▶ Do this
Return only the line that contains "meadow in this photo, one line per instance." and each line after it, through the last line of the data below, copied exactly.

........

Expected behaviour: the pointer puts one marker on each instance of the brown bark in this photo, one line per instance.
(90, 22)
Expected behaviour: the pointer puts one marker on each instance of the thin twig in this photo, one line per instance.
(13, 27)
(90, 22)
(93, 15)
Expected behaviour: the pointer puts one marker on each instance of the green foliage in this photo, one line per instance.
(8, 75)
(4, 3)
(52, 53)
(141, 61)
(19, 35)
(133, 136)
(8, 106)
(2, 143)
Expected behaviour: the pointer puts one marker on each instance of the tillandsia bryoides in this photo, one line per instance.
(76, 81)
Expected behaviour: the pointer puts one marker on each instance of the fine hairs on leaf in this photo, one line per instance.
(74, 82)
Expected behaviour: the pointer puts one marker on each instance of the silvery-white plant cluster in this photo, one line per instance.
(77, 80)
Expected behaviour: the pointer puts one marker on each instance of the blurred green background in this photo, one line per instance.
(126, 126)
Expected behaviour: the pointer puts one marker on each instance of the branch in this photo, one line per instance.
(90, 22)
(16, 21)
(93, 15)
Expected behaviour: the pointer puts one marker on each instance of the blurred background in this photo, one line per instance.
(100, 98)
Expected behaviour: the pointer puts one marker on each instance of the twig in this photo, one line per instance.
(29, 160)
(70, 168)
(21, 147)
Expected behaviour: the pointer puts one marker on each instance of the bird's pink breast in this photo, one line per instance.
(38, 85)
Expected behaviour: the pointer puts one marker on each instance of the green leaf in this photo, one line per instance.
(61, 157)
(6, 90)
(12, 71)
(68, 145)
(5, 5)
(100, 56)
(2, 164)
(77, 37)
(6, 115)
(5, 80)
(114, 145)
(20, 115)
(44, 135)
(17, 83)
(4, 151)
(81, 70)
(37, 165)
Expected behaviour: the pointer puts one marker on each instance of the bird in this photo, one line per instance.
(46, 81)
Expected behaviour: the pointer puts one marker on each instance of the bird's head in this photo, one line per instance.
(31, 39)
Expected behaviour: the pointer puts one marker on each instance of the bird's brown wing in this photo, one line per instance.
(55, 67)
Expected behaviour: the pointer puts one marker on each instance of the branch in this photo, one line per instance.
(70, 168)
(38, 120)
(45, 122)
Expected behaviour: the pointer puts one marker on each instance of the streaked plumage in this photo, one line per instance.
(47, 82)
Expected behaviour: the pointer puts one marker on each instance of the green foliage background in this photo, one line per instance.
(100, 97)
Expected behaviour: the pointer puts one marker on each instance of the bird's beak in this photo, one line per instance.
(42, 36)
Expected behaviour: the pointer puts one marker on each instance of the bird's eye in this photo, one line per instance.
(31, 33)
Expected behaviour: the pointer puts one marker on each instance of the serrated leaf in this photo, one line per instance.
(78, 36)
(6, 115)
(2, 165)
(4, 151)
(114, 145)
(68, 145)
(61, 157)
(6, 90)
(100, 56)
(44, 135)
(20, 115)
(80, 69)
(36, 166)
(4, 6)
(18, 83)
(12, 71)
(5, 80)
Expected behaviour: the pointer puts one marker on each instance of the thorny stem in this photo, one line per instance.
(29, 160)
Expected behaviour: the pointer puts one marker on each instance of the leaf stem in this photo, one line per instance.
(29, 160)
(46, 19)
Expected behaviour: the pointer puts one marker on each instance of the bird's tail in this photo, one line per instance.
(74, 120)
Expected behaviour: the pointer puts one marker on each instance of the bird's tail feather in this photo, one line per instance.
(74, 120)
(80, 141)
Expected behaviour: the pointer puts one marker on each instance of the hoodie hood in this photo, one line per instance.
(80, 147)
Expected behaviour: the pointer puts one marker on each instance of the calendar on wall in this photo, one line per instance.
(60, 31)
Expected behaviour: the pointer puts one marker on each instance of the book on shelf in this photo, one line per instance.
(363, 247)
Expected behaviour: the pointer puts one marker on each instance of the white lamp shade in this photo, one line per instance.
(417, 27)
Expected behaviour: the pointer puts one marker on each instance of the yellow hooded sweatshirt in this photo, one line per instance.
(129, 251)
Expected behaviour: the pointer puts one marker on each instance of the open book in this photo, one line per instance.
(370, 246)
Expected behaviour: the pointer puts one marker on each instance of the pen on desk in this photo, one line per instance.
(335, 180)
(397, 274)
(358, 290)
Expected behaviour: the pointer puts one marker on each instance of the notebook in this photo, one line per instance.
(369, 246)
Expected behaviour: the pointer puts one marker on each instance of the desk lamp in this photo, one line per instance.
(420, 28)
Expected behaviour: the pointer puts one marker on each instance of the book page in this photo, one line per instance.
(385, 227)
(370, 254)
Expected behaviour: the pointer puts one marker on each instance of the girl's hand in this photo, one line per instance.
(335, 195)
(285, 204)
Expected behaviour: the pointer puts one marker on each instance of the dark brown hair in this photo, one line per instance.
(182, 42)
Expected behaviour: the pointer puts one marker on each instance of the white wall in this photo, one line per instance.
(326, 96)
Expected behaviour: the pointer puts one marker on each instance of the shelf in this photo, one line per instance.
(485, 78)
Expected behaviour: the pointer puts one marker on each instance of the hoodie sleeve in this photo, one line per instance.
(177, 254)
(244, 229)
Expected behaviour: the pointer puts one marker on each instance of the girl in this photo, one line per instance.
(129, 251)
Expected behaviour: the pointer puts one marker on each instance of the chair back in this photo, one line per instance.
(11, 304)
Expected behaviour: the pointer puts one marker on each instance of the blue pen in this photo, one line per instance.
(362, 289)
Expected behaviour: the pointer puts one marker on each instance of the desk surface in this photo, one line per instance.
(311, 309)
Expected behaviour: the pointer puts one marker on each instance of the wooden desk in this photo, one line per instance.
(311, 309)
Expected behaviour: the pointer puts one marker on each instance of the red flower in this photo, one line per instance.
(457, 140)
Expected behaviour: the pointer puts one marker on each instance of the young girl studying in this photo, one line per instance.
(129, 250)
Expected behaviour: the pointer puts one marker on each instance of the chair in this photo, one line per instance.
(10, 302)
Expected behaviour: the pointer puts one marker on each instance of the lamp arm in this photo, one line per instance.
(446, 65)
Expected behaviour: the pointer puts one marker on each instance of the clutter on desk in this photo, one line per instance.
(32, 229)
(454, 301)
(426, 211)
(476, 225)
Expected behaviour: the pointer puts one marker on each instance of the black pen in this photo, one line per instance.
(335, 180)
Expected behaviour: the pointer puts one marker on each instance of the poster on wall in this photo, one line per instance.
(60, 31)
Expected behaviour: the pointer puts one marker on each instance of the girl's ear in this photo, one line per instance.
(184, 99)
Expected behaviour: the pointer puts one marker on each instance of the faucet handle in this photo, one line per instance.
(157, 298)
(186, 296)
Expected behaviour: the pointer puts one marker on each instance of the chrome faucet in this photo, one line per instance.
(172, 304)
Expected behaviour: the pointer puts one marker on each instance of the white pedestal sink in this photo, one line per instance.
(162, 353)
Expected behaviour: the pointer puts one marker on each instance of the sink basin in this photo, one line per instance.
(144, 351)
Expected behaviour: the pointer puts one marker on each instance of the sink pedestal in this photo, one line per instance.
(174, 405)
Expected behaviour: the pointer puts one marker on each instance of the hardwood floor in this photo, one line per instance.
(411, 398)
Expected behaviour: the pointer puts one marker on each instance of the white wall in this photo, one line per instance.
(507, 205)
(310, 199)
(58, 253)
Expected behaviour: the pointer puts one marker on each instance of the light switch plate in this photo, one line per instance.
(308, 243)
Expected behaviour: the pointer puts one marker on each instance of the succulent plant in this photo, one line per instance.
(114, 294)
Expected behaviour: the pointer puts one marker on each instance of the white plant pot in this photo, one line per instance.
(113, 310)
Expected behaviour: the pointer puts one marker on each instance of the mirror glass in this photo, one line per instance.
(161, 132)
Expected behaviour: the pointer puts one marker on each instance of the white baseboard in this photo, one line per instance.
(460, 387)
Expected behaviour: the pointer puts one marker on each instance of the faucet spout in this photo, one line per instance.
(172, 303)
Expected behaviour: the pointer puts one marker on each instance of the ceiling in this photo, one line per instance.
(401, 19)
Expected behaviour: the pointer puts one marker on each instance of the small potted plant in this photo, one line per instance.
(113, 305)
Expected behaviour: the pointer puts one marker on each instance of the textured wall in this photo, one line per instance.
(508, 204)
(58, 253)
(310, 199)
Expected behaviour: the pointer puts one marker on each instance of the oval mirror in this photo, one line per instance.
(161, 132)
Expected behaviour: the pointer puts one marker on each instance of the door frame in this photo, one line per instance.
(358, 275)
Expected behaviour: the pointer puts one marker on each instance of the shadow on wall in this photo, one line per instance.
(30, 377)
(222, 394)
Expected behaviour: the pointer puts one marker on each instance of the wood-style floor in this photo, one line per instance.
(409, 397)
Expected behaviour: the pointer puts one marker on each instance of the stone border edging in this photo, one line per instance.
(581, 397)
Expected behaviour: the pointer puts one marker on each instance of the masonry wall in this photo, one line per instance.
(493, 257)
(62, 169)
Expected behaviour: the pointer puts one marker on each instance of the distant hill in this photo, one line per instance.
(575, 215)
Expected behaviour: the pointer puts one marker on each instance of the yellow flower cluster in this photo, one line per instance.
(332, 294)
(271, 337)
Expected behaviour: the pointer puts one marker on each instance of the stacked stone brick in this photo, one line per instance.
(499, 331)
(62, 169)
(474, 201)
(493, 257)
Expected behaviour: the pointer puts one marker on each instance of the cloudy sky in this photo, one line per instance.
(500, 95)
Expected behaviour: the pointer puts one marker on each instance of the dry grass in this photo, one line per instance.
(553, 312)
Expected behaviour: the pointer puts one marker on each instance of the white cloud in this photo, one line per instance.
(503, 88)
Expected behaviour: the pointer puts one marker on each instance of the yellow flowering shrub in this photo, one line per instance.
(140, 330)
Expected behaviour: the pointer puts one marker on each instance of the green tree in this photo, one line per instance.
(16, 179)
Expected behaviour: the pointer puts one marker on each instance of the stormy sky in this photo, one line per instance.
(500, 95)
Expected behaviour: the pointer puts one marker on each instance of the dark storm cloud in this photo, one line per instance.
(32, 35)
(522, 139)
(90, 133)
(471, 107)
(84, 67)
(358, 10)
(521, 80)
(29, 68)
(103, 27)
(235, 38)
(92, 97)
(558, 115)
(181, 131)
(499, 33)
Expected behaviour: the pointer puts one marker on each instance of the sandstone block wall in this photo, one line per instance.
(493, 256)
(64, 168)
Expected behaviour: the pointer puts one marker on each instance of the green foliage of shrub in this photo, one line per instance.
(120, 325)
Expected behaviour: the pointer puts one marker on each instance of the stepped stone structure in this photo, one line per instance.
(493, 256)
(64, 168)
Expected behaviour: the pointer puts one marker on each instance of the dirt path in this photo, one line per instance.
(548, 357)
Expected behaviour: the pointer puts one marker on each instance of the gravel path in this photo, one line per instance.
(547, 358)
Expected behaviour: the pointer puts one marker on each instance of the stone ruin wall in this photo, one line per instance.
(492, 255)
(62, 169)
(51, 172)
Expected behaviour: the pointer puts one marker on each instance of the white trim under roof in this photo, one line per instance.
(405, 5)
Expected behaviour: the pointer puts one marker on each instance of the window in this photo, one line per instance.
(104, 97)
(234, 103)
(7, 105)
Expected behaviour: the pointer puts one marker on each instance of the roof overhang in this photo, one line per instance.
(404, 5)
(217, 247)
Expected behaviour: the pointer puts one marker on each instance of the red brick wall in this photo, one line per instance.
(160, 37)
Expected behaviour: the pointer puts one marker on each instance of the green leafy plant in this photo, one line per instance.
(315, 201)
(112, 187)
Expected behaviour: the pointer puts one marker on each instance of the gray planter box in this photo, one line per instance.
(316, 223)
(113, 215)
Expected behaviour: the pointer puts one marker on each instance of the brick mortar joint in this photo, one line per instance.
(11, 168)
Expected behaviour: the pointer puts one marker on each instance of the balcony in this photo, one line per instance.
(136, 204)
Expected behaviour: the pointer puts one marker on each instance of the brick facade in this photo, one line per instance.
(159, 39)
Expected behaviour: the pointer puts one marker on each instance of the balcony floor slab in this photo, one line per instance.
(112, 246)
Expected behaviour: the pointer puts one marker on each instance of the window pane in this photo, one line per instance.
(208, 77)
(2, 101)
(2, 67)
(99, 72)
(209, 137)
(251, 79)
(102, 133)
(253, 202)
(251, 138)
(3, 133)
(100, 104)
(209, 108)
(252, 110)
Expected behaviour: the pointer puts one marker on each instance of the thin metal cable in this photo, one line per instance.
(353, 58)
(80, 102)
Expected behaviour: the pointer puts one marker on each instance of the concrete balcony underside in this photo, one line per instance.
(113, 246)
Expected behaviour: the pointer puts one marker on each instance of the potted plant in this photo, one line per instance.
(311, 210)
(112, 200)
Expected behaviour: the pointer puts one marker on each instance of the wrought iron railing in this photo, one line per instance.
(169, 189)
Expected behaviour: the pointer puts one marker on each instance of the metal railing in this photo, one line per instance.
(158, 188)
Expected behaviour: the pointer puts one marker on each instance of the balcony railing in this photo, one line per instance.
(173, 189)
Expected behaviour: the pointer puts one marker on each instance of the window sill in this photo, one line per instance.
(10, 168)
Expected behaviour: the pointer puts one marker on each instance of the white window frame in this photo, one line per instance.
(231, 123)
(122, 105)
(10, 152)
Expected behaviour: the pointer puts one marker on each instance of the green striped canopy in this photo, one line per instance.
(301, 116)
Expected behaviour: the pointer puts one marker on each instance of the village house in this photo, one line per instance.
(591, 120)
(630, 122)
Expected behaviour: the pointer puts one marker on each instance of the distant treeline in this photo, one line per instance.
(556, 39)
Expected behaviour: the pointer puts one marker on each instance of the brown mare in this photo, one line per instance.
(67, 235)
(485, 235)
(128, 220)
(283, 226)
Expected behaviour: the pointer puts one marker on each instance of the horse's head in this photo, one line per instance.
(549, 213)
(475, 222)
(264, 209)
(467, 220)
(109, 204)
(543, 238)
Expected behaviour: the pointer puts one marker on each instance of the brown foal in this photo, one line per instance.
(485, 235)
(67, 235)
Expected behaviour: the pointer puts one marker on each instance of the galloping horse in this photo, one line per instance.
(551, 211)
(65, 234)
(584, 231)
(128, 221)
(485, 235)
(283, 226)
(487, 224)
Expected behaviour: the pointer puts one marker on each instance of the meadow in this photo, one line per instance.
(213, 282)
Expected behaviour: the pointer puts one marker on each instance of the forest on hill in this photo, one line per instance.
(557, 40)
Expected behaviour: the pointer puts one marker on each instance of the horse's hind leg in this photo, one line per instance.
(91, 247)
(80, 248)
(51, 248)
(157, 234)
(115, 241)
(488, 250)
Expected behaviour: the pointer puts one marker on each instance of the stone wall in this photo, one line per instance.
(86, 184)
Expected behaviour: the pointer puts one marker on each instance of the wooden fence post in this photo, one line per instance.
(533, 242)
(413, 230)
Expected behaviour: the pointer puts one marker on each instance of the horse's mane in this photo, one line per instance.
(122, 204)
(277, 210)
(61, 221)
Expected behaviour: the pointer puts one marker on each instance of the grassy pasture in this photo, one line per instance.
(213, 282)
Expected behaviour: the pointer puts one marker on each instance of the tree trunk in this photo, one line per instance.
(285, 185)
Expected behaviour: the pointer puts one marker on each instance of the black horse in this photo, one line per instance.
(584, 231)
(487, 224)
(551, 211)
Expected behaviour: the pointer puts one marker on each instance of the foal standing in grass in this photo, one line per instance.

........

▶ Solution for this task
Expected behaviour: the pointer puts one marker on each instance of the meadow in this photo, one line per instance.
(213, 282)
Expected behaviour: the pointer puts one marker on each instance of the forest on hill in this photo, one line per instance.
(557, 40)
Expected behaviour: the pointer puts one marker on each instance of the horse's hind leg in this photo, one line per instance.
(91, 247)
(80, 248)
(51, 248)
(157, 234)
(115, 241)
(488, 250)
Expected behaviour: the pointer puts one marker on each instance of the stone wall in this photo, one line per instance.
(86, 184)
Expected behaviour: the pointer puts one marker on each instance of the wooden fence post in this photo, one line per instance.
(533, 242)
(413, 230)
Expected behaviour: the pointer puts one marker on each instance of the horse's mane in this photo, one line per instance.
(122, 204)
(277, 210)
(61, 221)
Expected behaviour: the pointer puts one marker on each instance of the grassy pasture in this photo, one line per instance.
(213, 282)
Expected behaviour: the pointer puts one marker on each instance of the tree trunk in this photo, one line per instance.
(285, 185)
Expected behaviour: the pointer puts one marker on each instance of the black horse in this photo, one line per instance.
(584, 231)
(487, 224)
(551, 211)
Expected behaviour: the pointer puts one marker on each instance of the foal standing in grass in this photo, one line per instance.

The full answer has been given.